[Dataset records Boundary: Start]
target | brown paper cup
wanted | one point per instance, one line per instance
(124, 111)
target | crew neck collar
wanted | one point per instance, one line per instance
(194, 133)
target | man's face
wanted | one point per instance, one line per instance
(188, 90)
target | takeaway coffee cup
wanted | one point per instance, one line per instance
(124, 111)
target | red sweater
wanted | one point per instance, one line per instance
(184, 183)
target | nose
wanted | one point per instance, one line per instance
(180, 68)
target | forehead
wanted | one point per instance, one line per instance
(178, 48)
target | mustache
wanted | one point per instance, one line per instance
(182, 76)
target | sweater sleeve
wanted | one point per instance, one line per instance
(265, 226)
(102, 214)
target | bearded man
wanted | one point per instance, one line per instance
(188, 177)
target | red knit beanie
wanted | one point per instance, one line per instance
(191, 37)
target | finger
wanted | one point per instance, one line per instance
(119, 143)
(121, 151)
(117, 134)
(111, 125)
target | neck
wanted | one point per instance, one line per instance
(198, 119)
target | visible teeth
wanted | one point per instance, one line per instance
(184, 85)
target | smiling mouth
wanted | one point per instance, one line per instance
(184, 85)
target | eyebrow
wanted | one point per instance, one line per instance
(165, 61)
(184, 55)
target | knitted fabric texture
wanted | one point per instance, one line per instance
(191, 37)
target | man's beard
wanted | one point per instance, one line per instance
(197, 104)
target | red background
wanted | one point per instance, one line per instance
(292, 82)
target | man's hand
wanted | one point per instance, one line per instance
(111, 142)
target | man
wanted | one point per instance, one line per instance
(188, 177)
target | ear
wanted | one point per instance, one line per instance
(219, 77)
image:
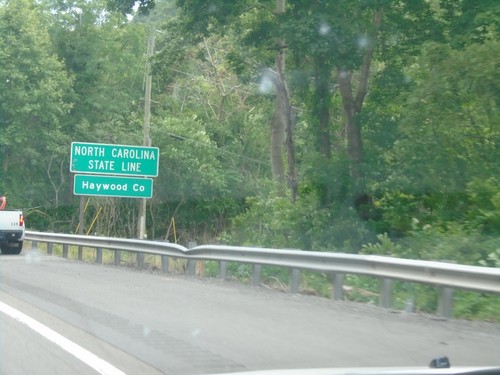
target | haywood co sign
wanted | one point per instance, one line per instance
(111, 159)
(113, 186)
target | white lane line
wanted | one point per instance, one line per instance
(90, 359)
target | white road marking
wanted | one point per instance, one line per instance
(90, 359)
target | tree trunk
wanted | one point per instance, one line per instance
(352, 108)
(281, 124)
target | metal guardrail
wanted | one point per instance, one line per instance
(445, 276)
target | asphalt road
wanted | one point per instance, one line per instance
(148, 323)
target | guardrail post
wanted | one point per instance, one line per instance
(257, 268)
(223, 269)
(191, 262)
(445, 304)
(164, 263)
(386, 293)
(294, 280)
(118, 257)
(98, 256)
(338, 286)
(139, 260)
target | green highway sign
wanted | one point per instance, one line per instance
(113, 186)
(99, 158)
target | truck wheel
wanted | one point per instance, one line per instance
(13, 248)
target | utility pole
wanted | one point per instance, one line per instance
(141, 228)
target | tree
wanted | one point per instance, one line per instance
(34, 91)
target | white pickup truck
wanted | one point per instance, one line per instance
(11, 230)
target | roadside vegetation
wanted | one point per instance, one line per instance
(368, 127)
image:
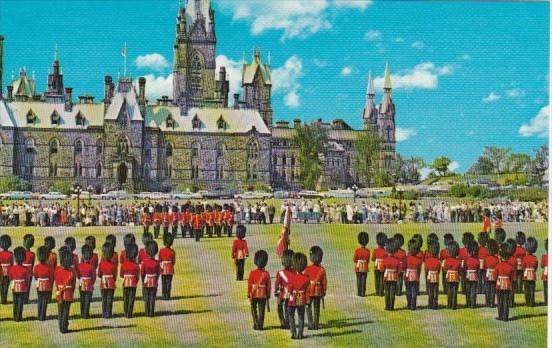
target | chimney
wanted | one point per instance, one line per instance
(142, 91)
(68, 98)
(108, 89)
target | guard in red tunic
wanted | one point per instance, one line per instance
(505, 272)
(44, 279)
(130, 273)
(432, 267)
(167, 260)
(519, 253)
(452, 268)
(298, 296)
(65, 286)
(258, 289)
(378, 256)
(28, 243)
(317, 287)
(391, 267)
(544, 277)
(87, 278)
(472, 274)
(240, 251)
(19, 276)
(361, 258)
(412, 274)
(107, 272)
(530, 264)
(491, 260)
(280, 288)
(150, 275)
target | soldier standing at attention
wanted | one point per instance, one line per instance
(280, 288)
(167, 259)
(87, 276)
(258, 289)
(240, 251)
(361, 259)
(130, 272)
(65, 286)
(44, 277)
(19, 276)
(377, 258)
(150, 275)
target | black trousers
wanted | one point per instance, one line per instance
(129, 296)
(378, 275)
(296, 328)
(239, 269)
(529, 293)
(18, 301)
(490, 294)
(85, 299)
(63, 316)
(107, 302)
(149, 299)
(471, 294)
(283, 314)
(313, 312)
(412, 294)
(432, 295)
(503, 297)
(361, 283)
(166, 284)
(390, 291)
(42, 304)
(258, 306)
(4, 285)
(452, 295)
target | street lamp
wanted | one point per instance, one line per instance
(78, 190)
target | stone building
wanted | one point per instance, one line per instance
(194, 139)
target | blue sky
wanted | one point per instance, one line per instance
(466, 74)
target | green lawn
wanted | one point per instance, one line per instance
(210, 308)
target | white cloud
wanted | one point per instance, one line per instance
(515, 92)
(538, 125)
(154, 61)
(422, 76)
(346, 71)
(491, 98)
(418, 45)
(372, 35)
(403, 134)
(297, 18)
[Dataset records Boundary: End]
Write out every line from the entries where "sign" appears.

target | haywood co sign
target | green highway sign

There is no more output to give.